Copy the following lines verbatim, covering all of the records.

Records provided:
........

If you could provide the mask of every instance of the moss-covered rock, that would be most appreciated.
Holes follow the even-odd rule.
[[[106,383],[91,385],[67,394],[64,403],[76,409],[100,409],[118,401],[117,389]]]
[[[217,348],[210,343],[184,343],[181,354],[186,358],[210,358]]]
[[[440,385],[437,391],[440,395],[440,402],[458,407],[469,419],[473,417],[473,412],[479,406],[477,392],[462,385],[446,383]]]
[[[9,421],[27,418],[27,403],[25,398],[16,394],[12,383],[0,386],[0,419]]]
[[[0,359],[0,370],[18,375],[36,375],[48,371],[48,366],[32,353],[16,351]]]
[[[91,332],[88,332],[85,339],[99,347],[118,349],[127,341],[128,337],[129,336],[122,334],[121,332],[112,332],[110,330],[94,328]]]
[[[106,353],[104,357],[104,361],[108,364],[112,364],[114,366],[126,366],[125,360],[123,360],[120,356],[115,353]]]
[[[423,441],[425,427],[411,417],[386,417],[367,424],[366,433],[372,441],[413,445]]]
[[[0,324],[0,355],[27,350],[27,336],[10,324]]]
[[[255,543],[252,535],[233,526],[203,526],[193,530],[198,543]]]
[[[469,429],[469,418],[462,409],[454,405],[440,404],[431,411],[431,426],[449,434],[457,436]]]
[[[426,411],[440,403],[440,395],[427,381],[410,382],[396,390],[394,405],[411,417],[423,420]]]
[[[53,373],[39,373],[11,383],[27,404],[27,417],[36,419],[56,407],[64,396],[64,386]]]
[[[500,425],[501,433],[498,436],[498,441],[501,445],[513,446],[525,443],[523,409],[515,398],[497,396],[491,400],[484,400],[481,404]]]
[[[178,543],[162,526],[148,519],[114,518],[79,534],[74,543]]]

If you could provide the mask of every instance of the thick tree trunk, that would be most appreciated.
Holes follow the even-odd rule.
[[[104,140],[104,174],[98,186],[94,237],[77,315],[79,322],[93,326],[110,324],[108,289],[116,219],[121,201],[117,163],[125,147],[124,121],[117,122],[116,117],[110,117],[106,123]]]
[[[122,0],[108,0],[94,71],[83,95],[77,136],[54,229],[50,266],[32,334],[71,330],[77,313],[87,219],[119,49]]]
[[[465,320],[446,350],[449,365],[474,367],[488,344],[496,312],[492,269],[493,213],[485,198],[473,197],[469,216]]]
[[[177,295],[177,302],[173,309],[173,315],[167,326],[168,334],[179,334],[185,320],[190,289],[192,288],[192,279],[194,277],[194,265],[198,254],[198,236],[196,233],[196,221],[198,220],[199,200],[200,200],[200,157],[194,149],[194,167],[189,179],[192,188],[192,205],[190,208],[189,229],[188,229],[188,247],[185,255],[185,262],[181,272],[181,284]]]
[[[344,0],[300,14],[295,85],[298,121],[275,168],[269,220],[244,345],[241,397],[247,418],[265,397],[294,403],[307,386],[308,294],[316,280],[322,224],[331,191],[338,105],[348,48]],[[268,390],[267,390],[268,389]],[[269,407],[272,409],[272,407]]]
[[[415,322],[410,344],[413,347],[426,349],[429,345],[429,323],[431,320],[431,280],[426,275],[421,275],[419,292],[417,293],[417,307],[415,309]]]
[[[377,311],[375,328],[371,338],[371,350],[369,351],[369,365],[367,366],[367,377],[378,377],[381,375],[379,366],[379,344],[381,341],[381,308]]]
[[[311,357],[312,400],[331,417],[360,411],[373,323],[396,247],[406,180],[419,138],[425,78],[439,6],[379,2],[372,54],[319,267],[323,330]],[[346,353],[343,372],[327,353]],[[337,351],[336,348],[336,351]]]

........

Completed task:
If you could provide the mask of every instance of the moss-covered rock, that would be most appreciated.
Holes follow the even-odd rule.
[[[106,383],[91,385],[67,394],[64,403],[76,409],[100,409],[118,401],[117,389]]]
[[[217,348],[210,343],[184,343],[181,354],[186,358],[210,358]]]
[[[440,385],[437,391],[440,395],[440,402],[458,407],[469,419],[473,417],[473,412],[479,406],[477,392],[462,385],[446,383]]]
[[[9,421],[27,418],[27,403],[25,398],[16,394],[12,383],[0,386],[0,419]]]
[[[0,359],[0,370],[18,375],[36,375],[48,371],[48,366],[32,353],[16,351]]]
[[[91,332],[88,332],[85,339],[99,347],[118,349],[127,341],[128,337],[129,336],[122,334],[121,332],[112,332],[110,330],[94,328]]]
[[[106,353],[104,357],[104,361],[108,364],[112,364],[114,366],[126,366],[125,360],[123,360],[120,356],[115,353]]]
[[[423,441],[425,427],[411,417],[386,417],[367,424],[366,433],[372,441],[413,445]]]
[[[0,324],[0,355],[27,350],[27,336],[10,324]]]
[[[255,543],[252,535],[233,526],[203,526],[193,530],[198,543]]]
[[[469,429],[469,418],[462,409],[454,405],[440,404],[431,411],[431,426],[449,434],[457,436]]]
[[[426,411],[440,403],[440,395],[427,381],[410,382],[396,390],[394,405],[411,417],[423,420]]]
[[[53,373],[39,373],[11,383],[27,404],[27,417],[36,419],[56,407],[64,396],[64,386]]]
[[[500,425],[501,433],[498,436],[498,441],[501,445],[513,446],[525,443],[523,409],[515,398],[497,396],[491,400],[484,400],[481,404]]]
[[[178,543],[162,526],[148,519],[114,518],[79,534],[74,543]]]

If you could provide the mask of every instance of the thick tree trunk, that would be most appreciated.
Holes follow the even-odd rule.
[[[104,140],[104,174],[98,186],[94,237],[77,315],[79,322],[93,326],[110,324],[108,289],[116,219],[121,201],[117,163],[125,147],[124,121],[117,122],[116,117],[110,117],[106,123]]]
[[[122,0],[108,0],[94,71],[83,95],[77,136],[54,229],[50,266],[32,334],[71,330],[77,313],[87,219],[119,49]]]
[[[465,320],[446,350],[449,365],[474,367],[488,344],[496,312],[492,269],[493,213],[485,198],[473,197],[469,216]]]
[[[177,295],[177,302],[173,309],[173,315],[167,326],[168,334],[179,334],[185,320],[190,289],[192,288],[192,279],[194,277],[194,265],[198,254],[198,236],[196,233],[196,221],[198,220],[199,200],[200,200],[200,157],[194,149],[194,167],[189,179],[192,188],[192,205],[190,208],[189,229],[188,229],[188,247],[185,255],[185,262],[181,272],[181,284]]]
[[[344,0],[300,14],[295,85],[298,121],[275,168],[269,220],[244,345],[241,397],[247,418],[265,397],[294,403],[307,386],[308,294],[316,280],[322,224],[331,191],[338,105],[348,48]],[[268,390],[267,390],[268,389]],[[269,407],[272,409],[272,407]]]
[[[415,322],[410,344],[413,347],[426,349],[429,345],[429,323],[431,320],[431,280],[426,275],[421,275],[419,292],[417,293],[417,307],[415,309]]]
[[[377,311],[375,328],[371,338],[371,350],[369,351],[369,365],[367,366],[367,377],[378,377],[381,375],[379,366],[379,344],[381,341],[381,308]]]
[[[311,357],[312,400],[331,417],[360,411],[373,323],[396,247],[406,180],[419,138],[425,78],[439,6],[379,2],[372,54],[319,267],[323,330]],[[346,353],[343,372],[327,353]],[[337,351],[336,348],[336,351]]]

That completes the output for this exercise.